## Entries supplied

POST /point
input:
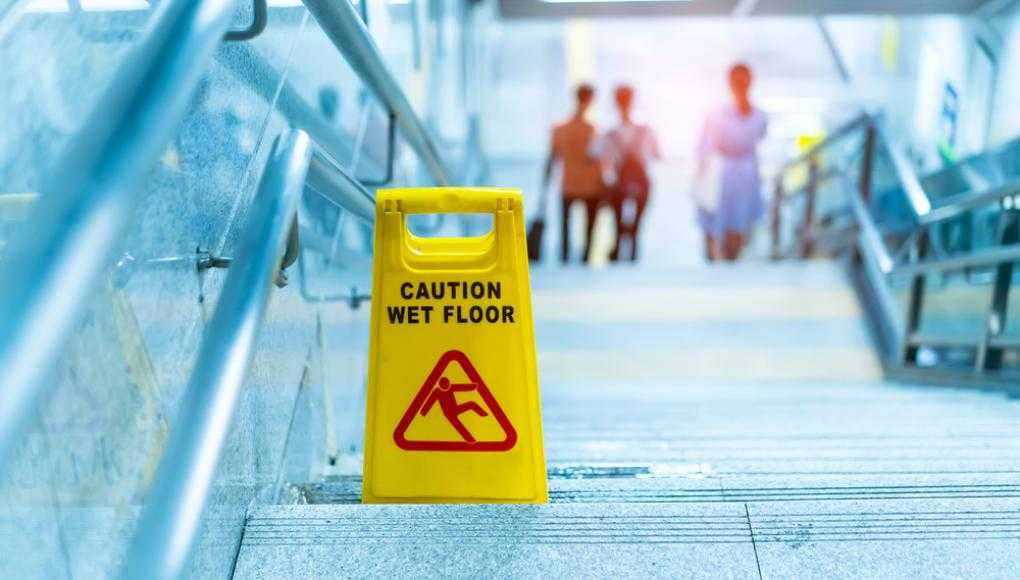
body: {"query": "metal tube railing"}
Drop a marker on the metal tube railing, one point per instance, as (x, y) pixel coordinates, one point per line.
(249, 66)
(170, 519)
(342, 23)
(340, 188)
(962, 203)
(50, 269)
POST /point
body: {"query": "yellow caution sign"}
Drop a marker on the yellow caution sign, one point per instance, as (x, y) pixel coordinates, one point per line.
(453, 392)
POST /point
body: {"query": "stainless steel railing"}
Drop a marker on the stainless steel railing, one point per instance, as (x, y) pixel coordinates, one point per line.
(170, 519)
(50, 269)
(915, 258)
(342, 23)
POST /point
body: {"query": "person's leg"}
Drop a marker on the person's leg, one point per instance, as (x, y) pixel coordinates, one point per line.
(710, 252)
(731, 246)
(640, 203)
(616, 200)
(741, 242)
(592, 210)
(565, 229)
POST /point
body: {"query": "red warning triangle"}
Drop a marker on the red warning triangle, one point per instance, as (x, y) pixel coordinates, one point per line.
(439, 394)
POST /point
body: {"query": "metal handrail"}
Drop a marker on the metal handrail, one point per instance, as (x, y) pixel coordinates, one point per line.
(981, 258)
(340, 20)
(169, 522)
(900, 334)
(247, 64)
(962, 203)
(50, 269)
(337, 186)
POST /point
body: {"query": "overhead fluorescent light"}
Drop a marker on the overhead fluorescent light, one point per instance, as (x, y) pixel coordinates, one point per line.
(610, 1)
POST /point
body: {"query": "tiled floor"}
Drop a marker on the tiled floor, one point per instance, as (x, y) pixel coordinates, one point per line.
(719, 435)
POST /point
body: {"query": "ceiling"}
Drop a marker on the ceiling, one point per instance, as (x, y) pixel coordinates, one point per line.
(572, 8)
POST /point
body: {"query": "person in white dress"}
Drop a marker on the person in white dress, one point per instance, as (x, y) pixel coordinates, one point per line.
(729, 138)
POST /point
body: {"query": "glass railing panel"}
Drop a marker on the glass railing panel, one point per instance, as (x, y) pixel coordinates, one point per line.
(1012, 327)
(1008, 159)
(888, 206)
(83, 49)
(956, 305)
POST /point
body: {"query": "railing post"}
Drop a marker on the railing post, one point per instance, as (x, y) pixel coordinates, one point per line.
(989, 357)
(867, 163)
(171, 517)
(915, 306)
(807, 244)
(89, 198)
(777, 196)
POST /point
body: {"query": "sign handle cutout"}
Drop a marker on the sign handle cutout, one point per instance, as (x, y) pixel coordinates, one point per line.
(439, 393)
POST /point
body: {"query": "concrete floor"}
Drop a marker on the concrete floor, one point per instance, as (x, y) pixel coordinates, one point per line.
(701, 422)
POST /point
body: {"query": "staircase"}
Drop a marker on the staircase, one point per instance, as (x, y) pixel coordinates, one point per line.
(726, 421)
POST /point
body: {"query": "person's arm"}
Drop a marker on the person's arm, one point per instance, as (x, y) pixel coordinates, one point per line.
(547, 175)
(704, 146)
(653, 145)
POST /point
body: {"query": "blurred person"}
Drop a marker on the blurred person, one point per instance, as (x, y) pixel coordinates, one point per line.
(731, 135)
(626, 150)
(581, 181)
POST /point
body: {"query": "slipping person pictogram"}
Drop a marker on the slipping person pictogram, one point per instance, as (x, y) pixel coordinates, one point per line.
(440, 390)
(446, 394)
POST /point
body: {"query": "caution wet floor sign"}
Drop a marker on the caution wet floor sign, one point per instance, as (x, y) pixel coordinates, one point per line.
(453, 398)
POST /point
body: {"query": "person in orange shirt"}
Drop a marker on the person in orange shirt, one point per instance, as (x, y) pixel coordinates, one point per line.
(581, 181)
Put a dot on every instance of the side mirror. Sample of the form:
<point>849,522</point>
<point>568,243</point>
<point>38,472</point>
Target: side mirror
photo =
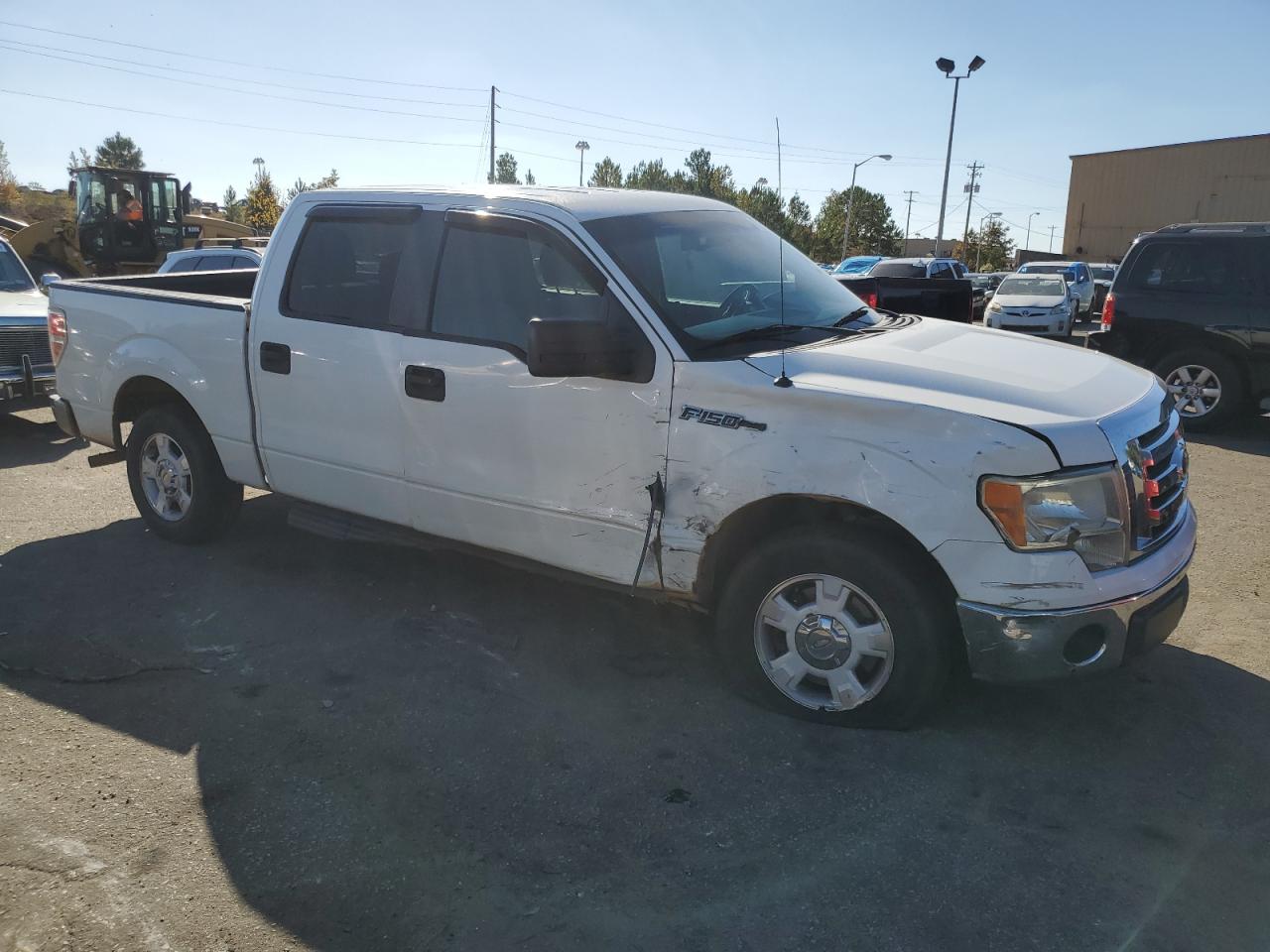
<point>578,348</point>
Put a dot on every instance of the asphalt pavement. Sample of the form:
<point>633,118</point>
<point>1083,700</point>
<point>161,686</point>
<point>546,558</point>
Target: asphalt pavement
<point>286,743</point>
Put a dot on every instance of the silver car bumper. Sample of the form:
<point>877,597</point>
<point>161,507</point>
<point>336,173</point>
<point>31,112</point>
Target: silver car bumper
<point>1008,645</point>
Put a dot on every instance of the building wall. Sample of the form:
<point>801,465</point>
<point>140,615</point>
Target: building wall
<point>1116,195</point>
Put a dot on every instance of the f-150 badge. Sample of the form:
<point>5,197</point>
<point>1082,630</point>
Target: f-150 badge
<point>719,417</point>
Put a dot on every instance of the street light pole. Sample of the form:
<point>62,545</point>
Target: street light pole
<point>851,197</point>
<point>947,66</point>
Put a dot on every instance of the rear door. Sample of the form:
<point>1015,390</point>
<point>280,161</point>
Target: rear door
<point>1185,294</point>
<point>325,339</point>
<point>556,470</point>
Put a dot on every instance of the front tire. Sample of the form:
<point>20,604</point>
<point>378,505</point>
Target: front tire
<point>177,479</point>
<point>1206,386</point>
<point>835,630</point>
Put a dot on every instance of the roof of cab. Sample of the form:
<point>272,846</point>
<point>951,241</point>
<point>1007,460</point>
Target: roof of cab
<point>583,203</point>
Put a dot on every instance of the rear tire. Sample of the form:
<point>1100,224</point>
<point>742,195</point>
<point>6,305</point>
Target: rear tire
<point>855,636</point>
<point>1206,386</point>
<point>177,479</point>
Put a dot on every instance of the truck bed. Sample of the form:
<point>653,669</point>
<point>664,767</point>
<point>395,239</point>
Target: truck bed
<point>185,331</point>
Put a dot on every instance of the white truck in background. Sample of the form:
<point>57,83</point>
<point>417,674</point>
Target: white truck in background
<point>631,388</point>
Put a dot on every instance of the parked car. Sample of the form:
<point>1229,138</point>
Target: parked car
<point>1193,303</point>
<point>984,286</point>
<point>1078,276</point>
<point>942,268</point>
<point>630,389</point>
<point>216,255</point>
<point>857,264</point>
<point>1034,303</point>
<point>26,363</point>
<point>1102,275</point>
<point>930,287</point>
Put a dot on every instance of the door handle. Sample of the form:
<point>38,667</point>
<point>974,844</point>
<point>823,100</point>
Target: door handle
<point>425,382</point>
<point>275,358</point>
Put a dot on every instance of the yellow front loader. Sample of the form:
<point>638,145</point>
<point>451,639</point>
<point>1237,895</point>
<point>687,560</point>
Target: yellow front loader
<point>126,222</point>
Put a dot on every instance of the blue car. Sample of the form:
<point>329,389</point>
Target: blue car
<point>857,264</point>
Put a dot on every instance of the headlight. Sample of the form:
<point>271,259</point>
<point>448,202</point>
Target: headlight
<point>1086,512</point>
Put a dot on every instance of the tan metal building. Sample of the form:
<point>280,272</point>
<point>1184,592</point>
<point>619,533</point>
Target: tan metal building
<point>1116,195</point>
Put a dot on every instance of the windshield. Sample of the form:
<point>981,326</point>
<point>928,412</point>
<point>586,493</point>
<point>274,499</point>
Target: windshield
<point>899,270</point>
<point>714,275</point>
<point>13,272</point>
<point>857,266</point>
<point>1032,287</point>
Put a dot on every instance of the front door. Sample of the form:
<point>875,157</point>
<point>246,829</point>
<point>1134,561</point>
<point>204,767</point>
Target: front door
<point>324,352</point>
<point>556,470</point>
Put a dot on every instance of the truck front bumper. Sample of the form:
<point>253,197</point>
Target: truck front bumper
<point>1008,645</point>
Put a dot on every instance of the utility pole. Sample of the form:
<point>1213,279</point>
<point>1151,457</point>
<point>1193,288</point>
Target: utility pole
<point>492,107</point>
<point>969,202</point>
<point>908,217</point>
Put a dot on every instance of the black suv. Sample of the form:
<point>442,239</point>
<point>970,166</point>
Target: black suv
<point>1192,302</point>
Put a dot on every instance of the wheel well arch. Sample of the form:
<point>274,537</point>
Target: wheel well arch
<point>766,517</point>
<point>141,394</point>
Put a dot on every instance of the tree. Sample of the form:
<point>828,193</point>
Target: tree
<point>302,185</point>
<point>653,177</point>
<point>798,225</point>
<point>873,229</point>
<point>504,171</point>
<point>9,195</point>
<point>118,151</point>
<point>607,175</point>
<point>705,178</point>
<point>988,250</point>
<point>765,206</point>
<point>262,203</point>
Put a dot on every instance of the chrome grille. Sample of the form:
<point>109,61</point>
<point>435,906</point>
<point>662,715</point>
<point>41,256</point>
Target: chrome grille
<point>1157,475</point>
<point>32,341</point>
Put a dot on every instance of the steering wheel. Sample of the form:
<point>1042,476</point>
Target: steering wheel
<point>747,296</point>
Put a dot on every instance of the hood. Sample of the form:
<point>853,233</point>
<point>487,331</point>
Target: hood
<point>1039,301</point>
<point>23,303</point>
<point>1057,390</point>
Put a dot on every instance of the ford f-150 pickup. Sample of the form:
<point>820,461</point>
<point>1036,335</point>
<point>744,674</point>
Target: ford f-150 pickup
<point>649,391</point>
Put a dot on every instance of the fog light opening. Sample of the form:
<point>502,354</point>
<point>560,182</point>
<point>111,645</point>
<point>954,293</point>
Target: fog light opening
<point>1084,647</point>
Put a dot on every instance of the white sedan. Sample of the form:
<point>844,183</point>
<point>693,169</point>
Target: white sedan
<point>1033,303</point>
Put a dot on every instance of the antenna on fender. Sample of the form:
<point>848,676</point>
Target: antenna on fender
<point>783,381</point>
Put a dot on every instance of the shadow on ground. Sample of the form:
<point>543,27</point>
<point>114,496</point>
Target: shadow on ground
<point>28,442</point>
<point>1250,434</point>
<point>411,751</point>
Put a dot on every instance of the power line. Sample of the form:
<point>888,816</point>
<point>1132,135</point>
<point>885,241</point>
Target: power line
<point>238,62</point>
<point>245,91</point>
<point>231,79</point>
<point>236,125</point>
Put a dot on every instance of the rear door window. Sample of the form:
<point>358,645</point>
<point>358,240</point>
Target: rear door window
<point>1189,268</point>
<point>494,277</point>
<point>368,266</point>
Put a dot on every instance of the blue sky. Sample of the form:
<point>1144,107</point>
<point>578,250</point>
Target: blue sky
<point>846,80</point>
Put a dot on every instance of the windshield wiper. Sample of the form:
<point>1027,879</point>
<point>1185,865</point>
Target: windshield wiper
<point>774,330</point>
<point>846,318</point>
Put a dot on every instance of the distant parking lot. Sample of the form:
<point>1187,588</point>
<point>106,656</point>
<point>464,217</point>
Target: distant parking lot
<point>286,743</point>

## Task prompt
Set down exactly the lines of the data above, beginning with the line that has "<point>204,767</point>" and ending with the line that has "Put a dot on every instance of the wheel", and no others.

## Response below
<point>204,767</point>
Target: front door
<point>324,352</point>
<point>556,470</point>
Put a dot on every instance of the truck front bumper. Sample of the form:
<point>253,197</point>
Target: truck front bumper
<point>1008,645</point>
Put a dot on every instance of the utility pole. Sample of the form:
<point>1213,279</point>
<point>1151,457</point>
<point>1193,288</point>
Target: utility pole
<point>492,107</point>
<point>969,202</point>
<point>908,217</point>
Put a dot on every instance of the black suv. Sample of the form:
<point>442,239</point>
<point>970,166</point>
Target: black suv
<point>1192,302</point>
Put a dot on every instance of the wheel well arch. Sample of the form:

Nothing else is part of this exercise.